PROBLEM REQUIREMENTS: Please report how many lines of the records below contain the string "floor", giving only the number.

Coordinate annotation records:
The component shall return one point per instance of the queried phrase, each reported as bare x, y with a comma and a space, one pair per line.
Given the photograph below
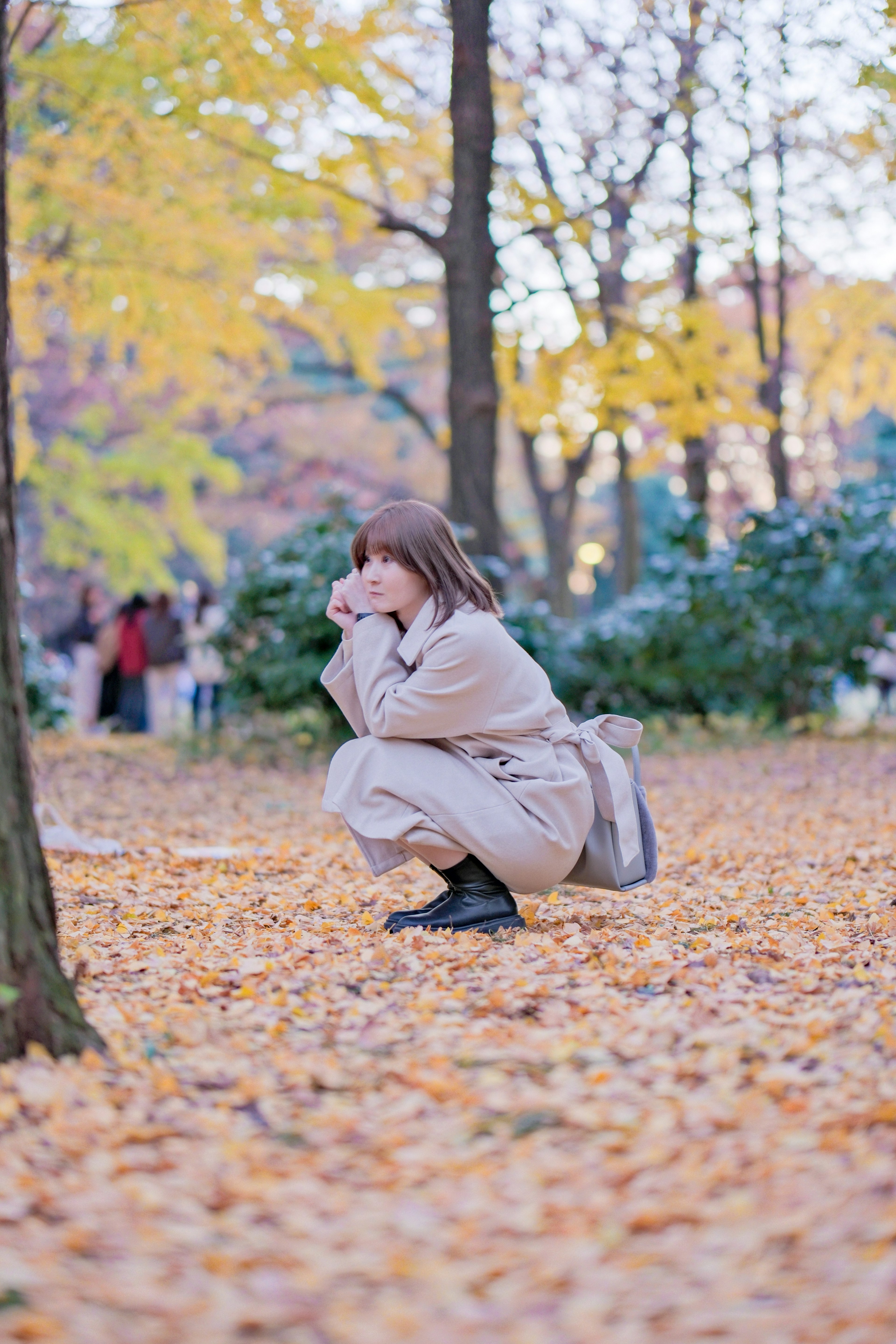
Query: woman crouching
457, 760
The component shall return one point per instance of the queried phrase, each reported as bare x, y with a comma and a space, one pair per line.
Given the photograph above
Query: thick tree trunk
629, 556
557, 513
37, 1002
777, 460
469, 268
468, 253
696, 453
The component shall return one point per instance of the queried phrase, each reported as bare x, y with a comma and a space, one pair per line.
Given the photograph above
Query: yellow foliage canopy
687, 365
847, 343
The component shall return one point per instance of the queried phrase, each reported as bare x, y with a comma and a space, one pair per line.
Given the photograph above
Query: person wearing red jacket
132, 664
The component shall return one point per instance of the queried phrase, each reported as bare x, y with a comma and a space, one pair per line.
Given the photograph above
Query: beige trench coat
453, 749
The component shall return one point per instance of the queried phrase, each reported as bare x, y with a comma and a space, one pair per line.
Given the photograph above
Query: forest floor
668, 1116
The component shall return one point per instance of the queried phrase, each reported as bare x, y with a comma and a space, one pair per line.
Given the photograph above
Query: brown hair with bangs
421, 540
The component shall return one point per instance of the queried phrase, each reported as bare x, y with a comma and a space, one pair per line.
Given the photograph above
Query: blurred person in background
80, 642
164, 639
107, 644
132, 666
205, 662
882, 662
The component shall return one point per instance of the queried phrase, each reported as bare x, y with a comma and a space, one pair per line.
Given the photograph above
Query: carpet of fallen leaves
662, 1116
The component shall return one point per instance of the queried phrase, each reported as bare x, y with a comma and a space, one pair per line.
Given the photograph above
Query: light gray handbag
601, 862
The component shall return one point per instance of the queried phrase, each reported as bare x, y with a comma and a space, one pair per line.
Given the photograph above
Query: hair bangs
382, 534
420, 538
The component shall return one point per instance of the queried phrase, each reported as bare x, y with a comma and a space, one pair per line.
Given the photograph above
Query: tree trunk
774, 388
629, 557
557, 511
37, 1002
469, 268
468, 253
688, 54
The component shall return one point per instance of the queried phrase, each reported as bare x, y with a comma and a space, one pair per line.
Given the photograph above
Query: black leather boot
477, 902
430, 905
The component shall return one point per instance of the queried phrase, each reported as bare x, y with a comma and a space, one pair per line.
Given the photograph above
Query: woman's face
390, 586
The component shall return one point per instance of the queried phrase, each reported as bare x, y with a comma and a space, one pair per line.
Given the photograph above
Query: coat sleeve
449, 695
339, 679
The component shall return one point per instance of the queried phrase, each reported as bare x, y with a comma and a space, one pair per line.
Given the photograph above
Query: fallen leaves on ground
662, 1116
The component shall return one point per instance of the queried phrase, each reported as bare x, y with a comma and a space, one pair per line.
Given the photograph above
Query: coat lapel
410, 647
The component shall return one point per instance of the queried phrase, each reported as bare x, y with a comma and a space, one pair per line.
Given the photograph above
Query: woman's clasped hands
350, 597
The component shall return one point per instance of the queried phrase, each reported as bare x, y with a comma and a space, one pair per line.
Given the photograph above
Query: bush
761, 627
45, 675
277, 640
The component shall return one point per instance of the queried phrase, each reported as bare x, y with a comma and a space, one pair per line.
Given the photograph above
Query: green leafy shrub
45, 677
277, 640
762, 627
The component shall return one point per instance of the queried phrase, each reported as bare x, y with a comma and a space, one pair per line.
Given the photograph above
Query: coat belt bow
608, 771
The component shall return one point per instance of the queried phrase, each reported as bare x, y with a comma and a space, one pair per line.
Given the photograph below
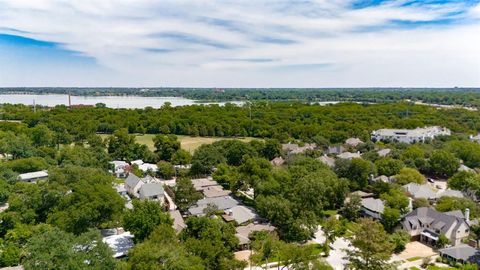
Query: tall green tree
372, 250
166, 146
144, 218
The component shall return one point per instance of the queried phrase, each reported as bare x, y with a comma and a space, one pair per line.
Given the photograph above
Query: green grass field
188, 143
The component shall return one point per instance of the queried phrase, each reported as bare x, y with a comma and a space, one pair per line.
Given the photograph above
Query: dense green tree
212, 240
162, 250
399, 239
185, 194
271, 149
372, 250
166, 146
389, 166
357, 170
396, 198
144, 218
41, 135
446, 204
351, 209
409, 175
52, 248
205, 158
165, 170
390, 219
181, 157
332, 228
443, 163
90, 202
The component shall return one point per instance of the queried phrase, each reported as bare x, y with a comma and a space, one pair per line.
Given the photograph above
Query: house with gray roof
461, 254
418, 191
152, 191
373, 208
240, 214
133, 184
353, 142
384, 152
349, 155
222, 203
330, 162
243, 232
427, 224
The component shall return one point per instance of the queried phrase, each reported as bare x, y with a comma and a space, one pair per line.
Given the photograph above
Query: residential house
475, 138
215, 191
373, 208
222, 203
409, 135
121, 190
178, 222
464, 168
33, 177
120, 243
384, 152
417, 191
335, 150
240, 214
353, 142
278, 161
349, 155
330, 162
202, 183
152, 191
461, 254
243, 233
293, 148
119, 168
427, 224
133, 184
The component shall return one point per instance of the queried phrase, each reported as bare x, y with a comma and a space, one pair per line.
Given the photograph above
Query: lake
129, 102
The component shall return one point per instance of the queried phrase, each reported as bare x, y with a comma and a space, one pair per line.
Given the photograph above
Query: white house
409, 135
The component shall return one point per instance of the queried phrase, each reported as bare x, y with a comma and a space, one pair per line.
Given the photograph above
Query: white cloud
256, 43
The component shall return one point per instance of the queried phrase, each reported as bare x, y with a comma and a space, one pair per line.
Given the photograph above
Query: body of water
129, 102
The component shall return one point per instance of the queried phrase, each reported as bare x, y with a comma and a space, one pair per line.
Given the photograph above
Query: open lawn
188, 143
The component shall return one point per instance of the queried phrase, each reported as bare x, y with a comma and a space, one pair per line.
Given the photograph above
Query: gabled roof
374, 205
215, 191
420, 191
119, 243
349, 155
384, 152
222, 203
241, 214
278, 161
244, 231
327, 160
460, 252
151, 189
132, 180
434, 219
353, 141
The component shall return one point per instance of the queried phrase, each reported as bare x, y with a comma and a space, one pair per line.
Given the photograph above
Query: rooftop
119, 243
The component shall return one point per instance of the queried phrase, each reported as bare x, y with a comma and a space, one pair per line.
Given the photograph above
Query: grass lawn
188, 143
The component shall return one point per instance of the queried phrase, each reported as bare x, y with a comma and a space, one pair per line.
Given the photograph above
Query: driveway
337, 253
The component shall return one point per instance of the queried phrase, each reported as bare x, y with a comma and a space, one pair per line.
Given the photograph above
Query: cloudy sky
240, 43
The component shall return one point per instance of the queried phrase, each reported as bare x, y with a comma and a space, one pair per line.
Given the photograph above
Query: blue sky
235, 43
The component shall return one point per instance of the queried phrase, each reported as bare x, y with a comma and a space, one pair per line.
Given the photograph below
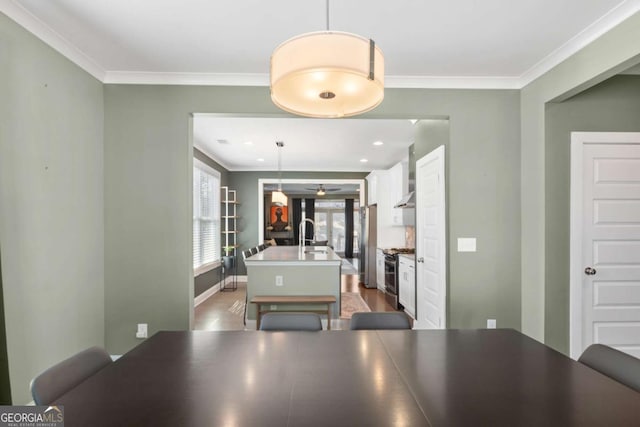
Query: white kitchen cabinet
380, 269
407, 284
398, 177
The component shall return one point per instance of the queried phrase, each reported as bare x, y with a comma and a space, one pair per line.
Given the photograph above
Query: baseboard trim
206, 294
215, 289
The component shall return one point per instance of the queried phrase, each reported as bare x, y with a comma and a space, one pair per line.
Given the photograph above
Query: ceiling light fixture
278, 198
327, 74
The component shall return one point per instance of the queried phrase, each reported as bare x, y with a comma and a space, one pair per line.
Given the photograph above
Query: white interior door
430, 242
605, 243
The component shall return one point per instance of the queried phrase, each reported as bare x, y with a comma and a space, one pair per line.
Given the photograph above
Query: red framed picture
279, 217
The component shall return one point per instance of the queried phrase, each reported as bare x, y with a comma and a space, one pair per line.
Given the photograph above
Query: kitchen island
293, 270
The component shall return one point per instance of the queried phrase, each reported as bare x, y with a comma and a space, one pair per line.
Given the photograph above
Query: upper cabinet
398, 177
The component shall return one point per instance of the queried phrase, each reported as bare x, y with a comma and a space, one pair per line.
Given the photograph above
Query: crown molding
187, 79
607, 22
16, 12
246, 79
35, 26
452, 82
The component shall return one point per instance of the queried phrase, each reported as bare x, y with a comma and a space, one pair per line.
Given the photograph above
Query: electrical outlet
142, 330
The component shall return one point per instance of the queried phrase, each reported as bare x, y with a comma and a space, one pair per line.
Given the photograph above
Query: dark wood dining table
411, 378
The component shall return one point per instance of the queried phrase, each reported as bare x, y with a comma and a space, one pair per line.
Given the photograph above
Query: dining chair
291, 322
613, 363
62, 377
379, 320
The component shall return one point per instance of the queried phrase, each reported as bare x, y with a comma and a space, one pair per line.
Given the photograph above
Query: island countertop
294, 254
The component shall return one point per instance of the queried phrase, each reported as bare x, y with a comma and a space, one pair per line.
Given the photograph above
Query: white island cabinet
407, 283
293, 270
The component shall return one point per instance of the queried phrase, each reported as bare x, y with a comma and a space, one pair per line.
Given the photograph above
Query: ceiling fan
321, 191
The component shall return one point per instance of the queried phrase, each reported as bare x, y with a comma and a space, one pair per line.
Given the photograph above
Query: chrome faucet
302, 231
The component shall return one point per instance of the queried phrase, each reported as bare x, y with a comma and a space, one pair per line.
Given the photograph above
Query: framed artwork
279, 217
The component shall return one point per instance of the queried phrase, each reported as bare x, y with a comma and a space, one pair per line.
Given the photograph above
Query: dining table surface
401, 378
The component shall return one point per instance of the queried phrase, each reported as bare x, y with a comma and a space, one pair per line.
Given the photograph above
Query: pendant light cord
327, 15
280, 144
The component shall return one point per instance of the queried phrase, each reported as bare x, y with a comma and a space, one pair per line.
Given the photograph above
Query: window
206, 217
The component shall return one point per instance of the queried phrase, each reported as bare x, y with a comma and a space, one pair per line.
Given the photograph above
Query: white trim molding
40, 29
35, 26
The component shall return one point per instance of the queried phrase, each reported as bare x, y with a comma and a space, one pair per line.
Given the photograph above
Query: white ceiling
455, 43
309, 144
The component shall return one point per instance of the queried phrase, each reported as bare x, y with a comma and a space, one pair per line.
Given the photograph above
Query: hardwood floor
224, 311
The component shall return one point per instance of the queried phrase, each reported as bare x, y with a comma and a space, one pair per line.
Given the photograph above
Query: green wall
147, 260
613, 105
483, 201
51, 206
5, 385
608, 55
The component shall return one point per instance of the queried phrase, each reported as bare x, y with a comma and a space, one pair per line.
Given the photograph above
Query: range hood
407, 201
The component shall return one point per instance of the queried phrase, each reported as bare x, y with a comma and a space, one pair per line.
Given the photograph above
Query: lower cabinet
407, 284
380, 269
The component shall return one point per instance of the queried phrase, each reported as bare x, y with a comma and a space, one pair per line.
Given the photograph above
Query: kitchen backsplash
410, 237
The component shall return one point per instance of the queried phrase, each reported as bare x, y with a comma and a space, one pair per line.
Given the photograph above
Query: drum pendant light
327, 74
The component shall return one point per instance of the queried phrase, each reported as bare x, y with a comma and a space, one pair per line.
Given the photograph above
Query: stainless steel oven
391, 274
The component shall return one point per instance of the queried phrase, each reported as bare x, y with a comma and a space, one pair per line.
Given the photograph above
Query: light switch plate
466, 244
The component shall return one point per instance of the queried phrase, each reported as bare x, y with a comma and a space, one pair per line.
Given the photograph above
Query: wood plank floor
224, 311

FULL ANSWER: 3